Basilica di San Paolo Fuori le Mura: Commemorazione dei Martiri e Testimoni della Fede del XXI Secolo (14 settembre 2025)

Fratelli e sorelle,

«Quanto a me non ci sia altro vanto che nella croce del Signore nostro Gesù Cristo» (Gal 6,14). Le parole dell’apostolo Paolo, presso la cui tomba siamo riuniti, ci introducono alla commemorazione dei martiri e dei testimoni della fede del XXI secolo, nella festa dell’Esaltazione della Santa Croce.

Ai piedi della Croce di Cristo, nostra salvezza, descritta come la “speranza dei cristiani” e la “gloria dei martiri” (cfr Vespro della Liturgia bizantina per la Festa dell’Esaltazione della Croce), saluto i Rappresentanti delle Chiese Ortodosse, delle Antiche Chiese Orientali, delle Comunioni cristiane e delle Organizzazioni ecumeniche, che ringrazio per aver accettato il mio invito a questa celebrazione. A tutti voi qui presenti rivolgo il mio abbraccio di pace!

Siamo convinti che la martyria fino alla morte è «la comunione più vera che ci sia con Cristo che effonde il suo sangue e, in questo sacrificio, fa diventare vicini coloro che un tempo erano lontani (cfr Ef 2,13)» (Lett. enc. Ut unum sint, 84). Anche oggi possiamo affermare con Giovanni Paolo II che, laddove l’odio sembrava permeare ogni aspetto della vita, questi audaci servitori del Vangelo e martiri della fede hanno dimostrato in modo evidente che «l’amore è più forte della morte» (Commemorazione dei Testimoni della fede nel XX secolo, 7 maggio 2000).

Ricordiamo questi nostri fratelli e sorelle con lo sguardo rivolto al Crocifisso. Con la sua croce Gesù ci ha manifestato il vero volto di Dio, la sua infinita compassione per l’umanità; ha preso su di sé l’odio e la violenza del mondo, per condividere la sorte di tutti coloro che sono umiliati e oppressi: «Si è caricato delle nostre sofferenze, si è addossato i nostri dolori» (Is 53,4).

###

▶ **Compiti da svolgere**
1. Raccogli tutte le righe dell'elenco qui sotto che contengono la stringa "vineyard", distinguendo tra maiuscole e minuscole.
2. Prosegui il testo sulla commemorazione dei martiri a partire dall'ultima frase riportata.

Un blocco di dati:
###

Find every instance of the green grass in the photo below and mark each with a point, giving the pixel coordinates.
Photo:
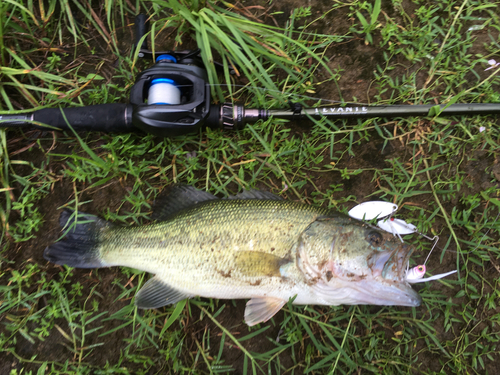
(443, 173)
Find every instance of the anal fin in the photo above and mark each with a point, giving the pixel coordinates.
(156, 293)
(261, 309)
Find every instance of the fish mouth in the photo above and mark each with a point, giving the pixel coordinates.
(389, 283)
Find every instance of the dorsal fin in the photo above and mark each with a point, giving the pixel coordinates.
(176, 199)
(256, 194)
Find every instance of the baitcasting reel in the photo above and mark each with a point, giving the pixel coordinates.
(173, 97)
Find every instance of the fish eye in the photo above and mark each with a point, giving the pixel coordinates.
(375, 238)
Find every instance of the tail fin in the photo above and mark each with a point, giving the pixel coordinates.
(80, 246)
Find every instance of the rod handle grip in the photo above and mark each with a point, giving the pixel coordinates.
(110, 118)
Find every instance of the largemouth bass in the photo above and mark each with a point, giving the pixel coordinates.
(255, 246)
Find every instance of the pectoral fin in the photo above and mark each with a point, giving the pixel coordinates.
(261, 309)
(156, 293)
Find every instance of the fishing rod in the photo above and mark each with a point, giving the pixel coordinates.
(173, 97)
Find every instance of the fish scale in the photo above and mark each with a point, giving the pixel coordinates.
(201, 243)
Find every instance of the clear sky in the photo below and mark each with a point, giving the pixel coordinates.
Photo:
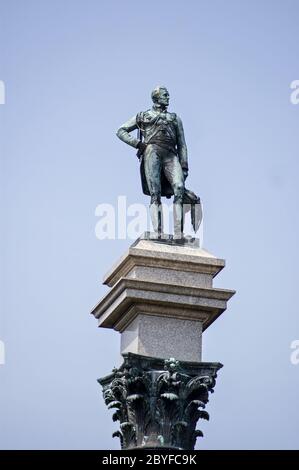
(74, 71)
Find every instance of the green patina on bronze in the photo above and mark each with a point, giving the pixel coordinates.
(163, 156)
(159, 402)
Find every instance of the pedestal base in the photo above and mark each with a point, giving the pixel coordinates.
(163, 337)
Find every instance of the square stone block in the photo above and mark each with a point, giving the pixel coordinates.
(163, 337)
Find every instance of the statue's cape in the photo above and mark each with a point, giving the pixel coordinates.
(191, 201)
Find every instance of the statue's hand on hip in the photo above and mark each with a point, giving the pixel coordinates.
(185, 173)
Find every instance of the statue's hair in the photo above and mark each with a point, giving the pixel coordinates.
(156, 92)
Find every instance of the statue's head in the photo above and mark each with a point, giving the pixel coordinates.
(160, 96)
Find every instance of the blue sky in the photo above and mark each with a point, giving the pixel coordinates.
(73, 72)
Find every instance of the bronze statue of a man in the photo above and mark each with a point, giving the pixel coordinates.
(163, 155)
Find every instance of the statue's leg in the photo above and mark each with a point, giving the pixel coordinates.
(174, 174)
(152, 169)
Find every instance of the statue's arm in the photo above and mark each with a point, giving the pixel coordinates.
(181, 145)
(123, 133)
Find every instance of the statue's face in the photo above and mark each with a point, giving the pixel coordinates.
(163, 98)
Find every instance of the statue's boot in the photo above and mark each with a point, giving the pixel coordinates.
(156, 218)
(178, 221)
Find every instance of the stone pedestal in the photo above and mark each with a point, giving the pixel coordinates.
(161, 299)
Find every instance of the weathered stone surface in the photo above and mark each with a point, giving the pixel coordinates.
(172, 284)
(163, 337)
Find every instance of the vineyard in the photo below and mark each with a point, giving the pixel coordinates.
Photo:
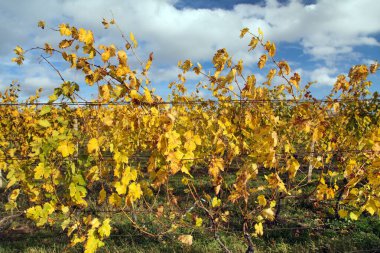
(232, 162)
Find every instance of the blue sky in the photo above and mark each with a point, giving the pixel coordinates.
(320, 38)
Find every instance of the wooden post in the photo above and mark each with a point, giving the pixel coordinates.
(310, 172)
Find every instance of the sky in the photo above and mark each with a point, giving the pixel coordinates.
(319, 38)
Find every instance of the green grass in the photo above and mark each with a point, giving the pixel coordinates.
(337, 236)
(301, 228)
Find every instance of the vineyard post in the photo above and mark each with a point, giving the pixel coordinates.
(310, 172)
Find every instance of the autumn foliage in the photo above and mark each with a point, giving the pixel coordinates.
(256, 143)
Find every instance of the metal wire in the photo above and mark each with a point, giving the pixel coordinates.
(313, 101)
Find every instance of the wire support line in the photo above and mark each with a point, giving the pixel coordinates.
(99, 103)
(110, 157)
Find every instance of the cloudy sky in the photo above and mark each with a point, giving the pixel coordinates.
(320, 38)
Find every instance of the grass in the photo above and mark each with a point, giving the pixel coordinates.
(301, 228)
(343, 236)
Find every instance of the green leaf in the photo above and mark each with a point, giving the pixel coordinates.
(44, 123)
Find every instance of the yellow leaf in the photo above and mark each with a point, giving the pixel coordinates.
(342, 213)
(268, 214)
(102, 196)
(262, 201)
(134, 94)
(147, 95)
(215, 202)
(44, 123)
(93, 145)
(65, 209)
(64, 29)
(259, 229)
(134, 192)
(292, 167)
(66, 148)
(262, 61)
(186, 239)
(260, 32)
(13, 196)
(105, 228)
(354, 215)
(86, 36)
(133, 39)
(198, 222)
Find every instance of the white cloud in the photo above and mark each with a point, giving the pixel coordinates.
(323, 76)
(326, 30)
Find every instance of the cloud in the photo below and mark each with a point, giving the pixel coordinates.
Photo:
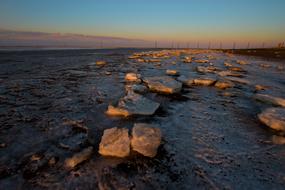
(27, 38)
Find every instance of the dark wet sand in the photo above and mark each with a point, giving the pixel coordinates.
(210, 141)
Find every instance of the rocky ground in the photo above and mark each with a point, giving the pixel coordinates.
(221, 118)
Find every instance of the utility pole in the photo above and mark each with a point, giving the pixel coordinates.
(263, 45)
(234, 45)
(248, 45)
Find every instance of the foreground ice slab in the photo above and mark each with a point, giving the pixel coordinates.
(273, 118)
(270, 99)
(115, 142)
(204, 81)
(145, 139)
(163, 84)
(187, 81)
(223, 84)
(133, 104)
(133, 77)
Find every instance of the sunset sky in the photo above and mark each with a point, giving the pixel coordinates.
(163, 20)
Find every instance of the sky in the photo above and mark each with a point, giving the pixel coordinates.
(226, 21)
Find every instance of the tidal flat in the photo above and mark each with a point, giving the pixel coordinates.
(53, 106)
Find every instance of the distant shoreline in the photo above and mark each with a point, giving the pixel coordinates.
(269, 53)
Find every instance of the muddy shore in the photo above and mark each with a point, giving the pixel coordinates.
(53, 104)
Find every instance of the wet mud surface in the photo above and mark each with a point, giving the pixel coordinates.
(53, 103)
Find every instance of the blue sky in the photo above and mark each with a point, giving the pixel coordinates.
(221, 20)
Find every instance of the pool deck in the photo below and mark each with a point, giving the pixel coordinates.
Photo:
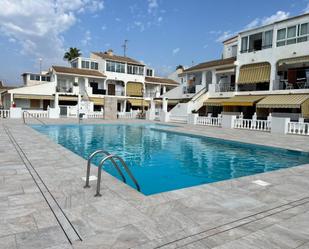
(43, 203)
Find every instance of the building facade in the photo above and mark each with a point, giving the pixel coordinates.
(263, 70)
(87, 82)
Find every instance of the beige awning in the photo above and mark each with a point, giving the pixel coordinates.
(283, 101)
(254, 73)
(139, 102)
(134, 89)
(289, 61)
(68, 98)
(33, 96)
(214, 102)
(246, 100)
(97, 101)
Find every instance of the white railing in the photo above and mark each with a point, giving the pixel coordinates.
(298, 128)
(252, 124)
(209, 121)
(35, 114)
(179, 118)
(95, 115)
(4, 113)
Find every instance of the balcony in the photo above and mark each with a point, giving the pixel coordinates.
(64, 89)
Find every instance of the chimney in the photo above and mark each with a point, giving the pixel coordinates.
(110, 52)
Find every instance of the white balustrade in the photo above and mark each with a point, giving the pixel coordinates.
(298, 128)
(4, 113)
(252, 124)
(35, 114)
(127, 115)
(95, 115)
(179, 118)
(209, 121)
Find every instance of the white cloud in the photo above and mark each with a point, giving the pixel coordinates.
(224, 35)
(175, 51)
(87, 38)
(152, 5)
(38, 25)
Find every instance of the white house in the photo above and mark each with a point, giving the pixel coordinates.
(263, 70)
(87, 82)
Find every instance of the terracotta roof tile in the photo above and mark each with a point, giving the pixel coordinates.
(78, 71)
(114, 57)
(213, 63)
(160, 80)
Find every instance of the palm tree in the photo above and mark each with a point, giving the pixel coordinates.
(72, 54)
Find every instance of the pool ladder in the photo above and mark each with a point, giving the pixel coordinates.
(112, 158)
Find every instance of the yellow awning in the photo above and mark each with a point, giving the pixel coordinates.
(33, 96)
(246, 100)
(134, 89)
(97, 101)
(214, 102)
(289, 61)
(139, 102)
(283, 101)
(254, 73)
(68, 98)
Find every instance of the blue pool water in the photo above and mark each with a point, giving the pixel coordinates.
(165, 160)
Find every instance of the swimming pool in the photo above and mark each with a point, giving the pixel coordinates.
(164, 160)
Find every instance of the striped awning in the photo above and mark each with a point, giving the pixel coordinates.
(139, 102)
(33, 96)
(214, 102)
(96, 100)
(289, 61)
(283, 101)
(134, 89)
(254, 73)
(68, 98)
(246, 100)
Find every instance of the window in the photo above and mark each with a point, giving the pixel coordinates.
(244, 44)
(94, 65)
(149, 72)
(293, 34)
(133, 69)
(112, 66)
(85, 64)
(255, 42)
(74, 64)
(268, 39)
(281, 36)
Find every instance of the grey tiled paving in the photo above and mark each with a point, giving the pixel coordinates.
(229, 214)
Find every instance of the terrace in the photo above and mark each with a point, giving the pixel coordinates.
(235, 213)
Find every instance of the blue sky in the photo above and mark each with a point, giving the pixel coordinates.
(161, 33)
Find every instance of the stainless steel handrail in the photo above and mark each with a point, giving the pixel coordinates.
(125, 167)
(89, 162)
(31, 116)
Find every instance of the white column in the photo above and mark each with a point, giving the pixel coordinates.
(204, 78)
(273, 77)
(213, 77)
(164, 104)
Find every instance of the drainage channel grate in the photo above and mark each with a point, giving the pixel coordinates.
(63, 221)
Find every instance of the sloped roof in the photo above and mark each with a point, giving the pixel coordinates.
(78, 71)
(160, 80)
(119, 58)
(213, 63)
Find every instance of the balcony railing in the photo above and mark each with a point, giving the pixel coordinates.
(226, 87)
(64, 89)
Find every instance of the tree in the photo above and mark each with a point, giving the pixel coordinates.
(72, 54)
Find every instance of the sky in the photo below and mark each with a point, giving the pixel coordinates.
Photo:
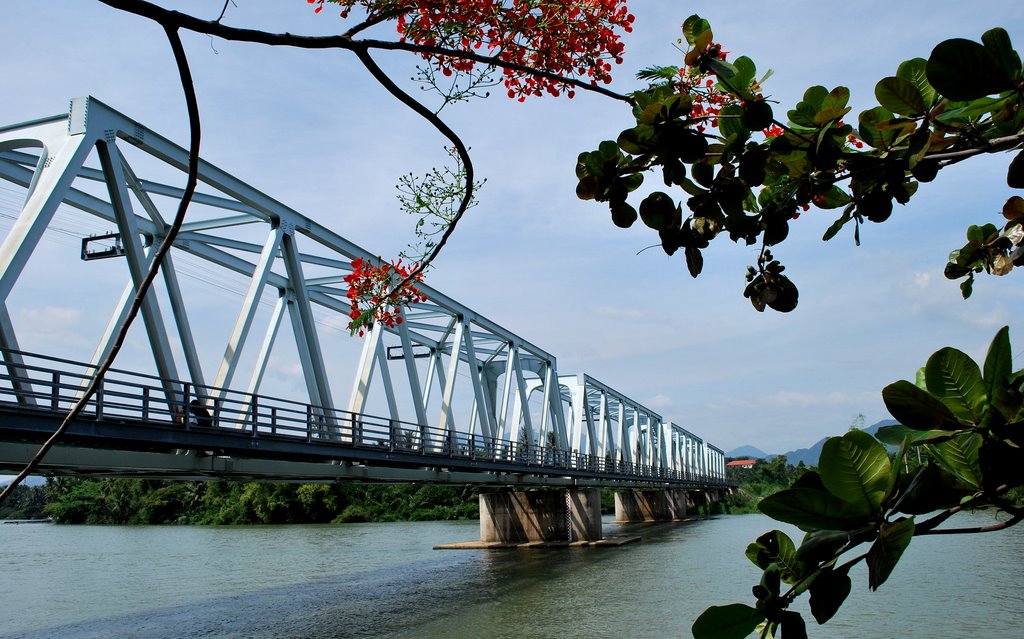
(314, 131)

###

▶ **Soluzioni dei compiti**
1.
Find every instance of the vineyard in the photo below and mark each with a point, giving the pixel coordinates.
Find every instance of the vineyard post in the photo above and mark each with a point, giving the pixel coordinates.

2.
Tanti fratelli e sorelle, anche oggi, a causa della loro testimonianza di fede in situazioni difficili e contesti ostili, portano la stessa croce del Signore: come Lui sono perseguitati, condannati, uccisi. Di essi Gesù dice: «Beati i perseguitati per la giustizia, perché di essi è il regno dei cieli. Beati voi quando vi insulteranno, vi perseguiteranno e, mentendo, diranno ogni sorta di male contro di voi per causa mia» (Mt 5,10-11). Sono donne e uomini, religiose e religiosi, laici e sacerdoti, che pagano con la vita la fedeltà al Vangelo, l’impegno per la giustizia, la lotta per la libertà religiosa laddove è ancora violata, la solidarietà con i più poveri. Secondo i criteri del mondo essi sono stati “sconfitti”. In realtà, come ci dice il Libro della Sapienza: «Anche se agli occhi degli uomini subiscono castighi, la loro speranza resta piena d’immortalità» (Sap 3,4).

Fratelli e sorelle, nel corso dell’Anno giubilare, celebriamo la speranza di questi coraggiosi testimoni della fede. È una speranza piena d’immortalità, perché il loro martirio continua a diffondere il Vangelo in un mondo segnato dall’odio, dalla violenza e dalla guerra; è una speranza piena d’immortalità, perché, pur essendo stati uccisi nel corpo, nessuno potrà spegnere la loro voce o cancellare l’amore che hanno donato; è una speranza piena d’immortalità, perché la loro testimonianza rimane come profezia della vittoria del bene sul male.

Sì, la loro è una speranza disarmata. Hanno testimoniato la fede senza mai usare le armi della forza e della violenza, ma abbracciando la debole e mite forza del Vangelo, secondo le parole dell’apostolo Paolo: «Mi vanterò quindi ben volentieri delle mie debolezze, perché dimori in me la potenza di Cristo. […] Infatti quando sono debole, è allora che sono forte» (2Cor 12,9-10).

Penso alla forza evangelica di Suor Dorothy Stang, impegnata per i senza terra in Amazzonia: a chi si apprestava a ucciderla chiedendole un’arma, lei mostrò la Bibbia rispondendo: “Ecco la mia unica arma”. Penso a Padre Ragheed Ganni, prete caldeo di Mosul in Iraq, che ha rinunciato a combattere per testimoniare come si comporta un vero cristiano. Penso a fratel Francis Tofi, anglicano e membro della Melanesian Brotherhood, che ha dato la vita per la pace nelle Isole Salomone. Gli esempi sarebbero tanti, perché purtroppo, nonostante la fine delle grandi dittature del Novecento, ancora oggi non è finita la persecuzione dei cristiani, anzi, in alcune parti del mondo è aumentata.

Questi audaci servitori del Vangelo e martiri della fede, «costituiscono come un grande affresco dell’umanità cristiana […]. Un affresco del vangelo delle Beatitudini, vissuto sino allo spargimento del sangue» (S. Giovanni Paolo II, Commemorazione dei Testimoni della fede nel XX secolo, 7 maggio 2000).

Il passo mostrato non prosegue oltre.